▶ **Task statement**:
Your task is to transcribe the entries below exactly, from their first line down to the line containing "point(421, 279)", and to stop there.

▶ **Records supplied**:
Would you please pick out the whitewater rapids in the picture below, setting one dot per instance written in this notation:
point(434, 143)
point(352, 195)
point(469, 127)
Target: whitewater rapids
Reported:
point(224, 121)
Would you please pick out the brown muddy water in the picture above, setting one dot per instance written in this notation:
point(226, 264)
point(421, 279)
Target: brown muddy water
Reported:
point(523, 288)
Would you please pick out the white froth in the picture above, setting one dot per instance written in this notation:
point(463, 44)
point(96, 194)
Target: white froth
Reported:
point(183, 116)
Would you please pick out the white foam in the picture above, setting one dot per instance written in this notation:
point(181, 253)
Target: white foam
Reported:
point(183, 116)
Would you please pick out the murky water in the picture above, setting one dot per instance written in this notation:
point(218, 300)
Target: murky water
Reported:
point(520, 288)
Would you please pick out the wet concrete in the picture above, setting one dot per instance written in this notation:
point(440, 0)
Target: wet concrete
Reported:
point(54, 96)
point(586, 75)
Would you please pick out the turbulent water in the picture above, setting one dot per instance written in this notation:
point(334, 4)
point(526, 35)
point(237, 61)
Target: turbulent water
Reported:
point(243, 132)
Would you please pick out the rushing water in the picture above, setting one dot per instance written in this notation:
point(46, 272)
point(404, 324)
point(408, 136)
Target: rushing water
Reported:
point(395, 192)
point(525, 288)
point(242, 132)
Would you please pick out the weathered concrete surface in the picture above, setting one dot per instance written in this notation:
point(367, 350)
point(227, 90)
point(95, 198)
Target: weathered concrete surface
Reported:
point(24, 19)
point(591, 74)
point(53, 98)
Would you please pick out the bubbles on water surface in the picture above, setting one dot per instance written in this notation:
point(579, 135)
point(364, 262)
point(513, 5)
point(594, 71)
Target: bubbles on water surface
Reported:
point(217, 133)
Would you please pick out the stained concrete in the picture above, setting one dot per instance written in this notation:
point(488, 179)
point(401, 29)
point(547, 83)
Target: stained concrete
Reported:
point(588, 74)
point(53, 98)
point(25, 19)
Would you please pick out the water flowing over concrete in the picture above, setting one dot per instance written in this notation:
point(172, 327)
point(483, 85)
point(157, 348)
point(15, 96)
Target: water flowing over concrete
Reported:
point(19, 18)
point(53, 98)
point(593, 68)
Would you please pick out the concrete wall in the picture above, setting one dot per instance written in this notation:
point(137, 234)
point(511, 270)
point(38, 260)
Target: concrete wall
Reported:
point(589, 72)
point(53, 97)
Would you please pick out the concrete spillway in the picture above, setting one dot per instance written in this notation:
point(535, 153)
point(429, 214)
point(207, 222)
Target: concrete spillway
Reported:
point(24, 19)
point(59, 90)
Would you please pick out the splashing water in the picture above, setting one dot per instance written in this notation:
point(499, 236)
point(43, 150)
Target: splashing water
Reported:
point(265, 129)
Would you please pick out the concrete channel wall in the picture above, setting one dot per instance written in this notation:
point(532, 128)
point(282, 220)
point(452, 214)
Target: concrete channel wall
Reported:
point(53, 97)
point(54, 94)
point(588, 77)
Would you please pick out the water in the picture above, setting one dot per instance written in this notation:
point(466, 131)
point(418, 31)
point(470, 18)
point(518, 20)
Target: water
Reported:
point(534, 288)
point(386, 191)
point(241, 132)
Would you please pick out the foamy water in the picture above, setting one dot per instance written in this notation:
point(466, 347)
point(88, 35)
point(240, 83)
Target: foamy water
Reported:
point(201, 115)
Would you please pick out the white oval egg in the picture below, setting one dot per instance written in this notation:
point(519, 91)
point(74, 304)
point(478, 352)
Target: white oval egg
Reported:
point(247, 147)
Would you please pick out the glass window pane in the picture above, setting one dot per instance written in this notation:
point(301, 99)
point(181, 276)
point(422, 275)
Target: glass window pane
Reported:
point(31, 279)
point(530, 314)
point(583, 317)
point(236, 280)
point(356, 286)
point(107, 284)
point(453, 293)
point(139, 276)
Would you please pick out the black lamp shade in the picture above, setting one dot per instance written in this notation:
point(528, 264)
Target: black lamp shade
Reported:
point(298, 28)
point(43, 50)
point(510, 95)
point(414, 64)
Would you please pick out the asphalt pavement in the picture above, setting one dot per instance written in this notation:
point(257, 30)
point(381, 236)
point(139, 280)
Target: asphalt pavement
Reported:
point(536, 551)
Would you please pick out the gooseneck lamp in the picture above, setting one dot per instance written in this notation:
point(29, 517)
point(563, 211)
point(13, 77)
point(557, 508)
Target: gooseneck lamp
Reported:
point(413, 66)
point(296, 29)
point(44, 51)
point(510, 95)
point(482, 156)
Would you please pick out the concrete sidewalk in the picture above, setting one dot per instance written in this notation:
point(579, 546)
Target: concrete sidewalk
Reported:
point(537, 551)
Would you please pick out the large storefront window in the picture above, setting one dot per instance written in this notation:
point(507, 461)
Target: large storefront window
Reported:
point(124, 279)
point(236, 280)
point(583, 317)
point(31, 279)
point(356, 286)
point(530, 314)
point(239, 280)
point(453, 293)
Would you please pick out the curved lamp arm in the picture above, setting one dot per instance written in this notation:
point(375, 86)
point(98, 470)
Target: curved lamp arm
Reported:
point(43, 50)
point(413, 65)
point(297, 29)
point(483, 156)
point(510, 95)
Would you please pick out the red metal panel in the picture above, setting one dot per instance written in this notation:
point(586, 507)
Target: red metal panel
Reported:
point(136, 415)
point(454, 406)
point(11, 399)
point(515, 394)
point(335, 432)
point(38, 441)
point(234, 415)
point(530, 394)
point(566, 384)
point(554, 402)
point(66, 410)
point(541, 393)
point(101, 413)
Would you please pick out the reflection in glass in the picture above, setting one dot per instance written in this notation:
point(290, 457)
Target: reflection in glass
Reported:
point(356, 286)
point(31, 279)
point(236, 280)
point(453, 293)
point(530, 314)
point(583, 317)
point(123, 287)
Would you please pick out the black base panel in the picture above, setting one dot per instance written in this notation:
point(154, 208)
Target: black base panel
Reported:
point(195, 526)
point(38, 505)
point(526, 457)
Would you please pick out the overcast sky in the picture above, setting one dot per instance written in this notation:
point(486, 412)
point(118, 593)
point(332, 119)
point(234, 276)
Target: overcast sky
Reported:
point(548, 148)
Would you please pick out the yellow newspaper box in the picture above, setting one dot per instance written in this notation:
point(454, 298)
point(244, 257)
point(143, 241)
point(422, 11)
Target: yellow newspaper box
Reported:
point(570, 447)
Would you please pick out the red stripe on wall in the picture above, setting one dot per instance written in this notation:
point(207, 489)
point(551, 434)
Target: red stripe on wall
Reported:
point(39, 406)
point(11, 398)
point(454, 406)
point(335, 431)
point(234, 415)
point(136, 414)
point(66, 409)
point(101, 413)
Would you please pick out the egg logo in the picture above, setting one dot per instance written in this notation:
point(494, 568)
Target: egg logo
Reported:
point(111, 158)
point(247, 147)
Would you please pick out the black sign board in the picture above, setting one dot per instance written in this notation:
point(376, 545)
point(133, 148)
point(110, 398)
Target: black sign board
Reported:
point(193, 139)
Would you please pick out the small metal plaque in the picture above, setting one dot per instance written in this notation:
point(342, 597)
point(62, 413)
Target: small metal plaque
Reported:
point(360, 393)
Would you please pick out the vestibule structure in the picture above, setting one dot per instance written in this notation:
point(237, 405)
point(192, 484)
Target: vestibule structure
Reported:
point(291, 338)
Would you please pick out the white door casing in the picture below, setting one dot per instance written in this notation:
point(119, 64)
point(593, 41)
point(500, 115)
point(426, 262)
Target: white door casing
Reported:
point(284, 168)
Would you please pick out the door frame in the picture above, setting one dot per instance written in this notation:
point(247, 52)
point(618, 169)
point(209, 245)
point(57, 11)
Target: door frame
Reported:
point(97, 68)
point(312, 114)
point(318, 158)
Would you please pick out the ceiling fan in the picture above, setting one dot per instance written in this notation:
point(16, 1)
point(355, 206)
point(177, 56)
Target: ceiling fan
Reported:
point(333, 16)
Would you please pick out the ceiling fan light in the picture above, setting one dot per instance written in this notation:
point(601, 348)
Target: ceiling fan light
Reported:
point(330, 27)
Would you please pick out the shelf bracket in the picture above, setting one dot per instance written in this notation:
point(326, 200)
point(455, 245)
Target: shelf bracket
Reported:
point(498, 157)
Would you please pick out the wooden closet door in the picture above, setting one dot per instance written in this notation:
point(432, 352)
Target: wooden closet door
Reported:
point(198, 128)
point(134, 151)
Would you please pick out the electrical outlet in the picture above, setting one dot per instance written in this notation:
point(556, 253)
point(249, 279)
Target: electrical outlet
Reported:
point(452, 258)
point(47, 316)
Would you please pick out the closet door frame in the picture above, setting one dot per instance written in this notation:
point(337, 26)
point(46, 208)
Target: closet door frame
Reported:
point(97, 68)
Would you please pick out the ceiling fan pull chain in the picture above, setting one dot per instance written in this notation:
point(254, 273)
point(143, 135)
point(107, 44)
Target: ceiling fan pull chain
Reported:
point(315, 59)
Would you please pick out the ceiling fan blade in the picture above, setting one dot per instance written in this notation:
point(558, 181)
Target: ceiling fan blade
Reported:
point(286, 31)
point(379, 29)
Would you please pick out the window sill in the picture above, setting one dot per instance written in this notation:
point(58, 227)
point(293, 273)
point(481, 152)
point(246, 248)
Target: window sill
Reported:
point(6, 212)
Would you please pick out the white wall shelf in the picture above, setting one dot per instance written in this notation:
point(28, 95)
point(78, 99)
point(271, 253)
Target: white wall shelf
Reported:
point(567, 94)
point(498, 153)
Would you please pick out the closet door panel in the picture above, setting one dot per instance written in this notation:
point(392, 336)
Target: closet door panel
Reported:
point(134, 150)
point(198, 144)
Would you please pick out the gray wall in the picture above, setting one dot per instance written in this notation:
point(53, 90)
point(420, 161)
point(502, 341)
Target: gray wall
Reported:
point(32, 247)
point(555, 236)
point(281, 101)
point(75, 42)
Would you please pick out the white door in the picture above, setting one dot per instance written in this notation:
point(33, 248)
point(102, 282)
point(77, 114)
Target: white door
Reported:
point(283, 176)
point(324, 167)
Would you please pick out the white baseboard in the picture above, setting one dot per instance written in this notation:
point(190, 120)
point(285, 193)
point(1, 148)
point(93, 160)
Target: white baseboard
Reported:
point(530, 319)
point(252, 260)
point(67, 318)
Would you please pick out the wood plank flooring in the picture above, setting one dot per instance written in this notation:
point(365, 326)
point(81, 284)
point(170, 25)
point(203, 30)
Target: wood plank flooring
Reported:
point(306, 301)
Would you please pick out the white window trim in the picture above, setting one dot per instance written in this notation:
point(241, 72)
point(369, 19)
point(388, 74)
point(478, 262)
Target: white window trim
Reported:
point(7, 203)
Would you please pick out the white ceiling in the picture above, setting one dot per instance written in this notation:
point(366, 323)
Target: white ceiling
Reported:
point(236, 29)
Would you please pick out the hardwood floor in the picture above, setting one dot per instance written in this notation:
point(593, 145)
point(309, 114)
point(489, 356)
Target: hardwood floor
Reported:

▶ **Response to the task**:
Would you please pick out the whitewater rapids in the picture below, setting one dot per instance written in this notation:
point(434, 143)
point(352, 195)
point(469, 127)
Target: whitewater rapids
Reported:
point(224, 121)
Would you please pick out the brown muddy water in the picture above, setting one dot per instance written in this notation:
point(226, 264)
point(421, 279)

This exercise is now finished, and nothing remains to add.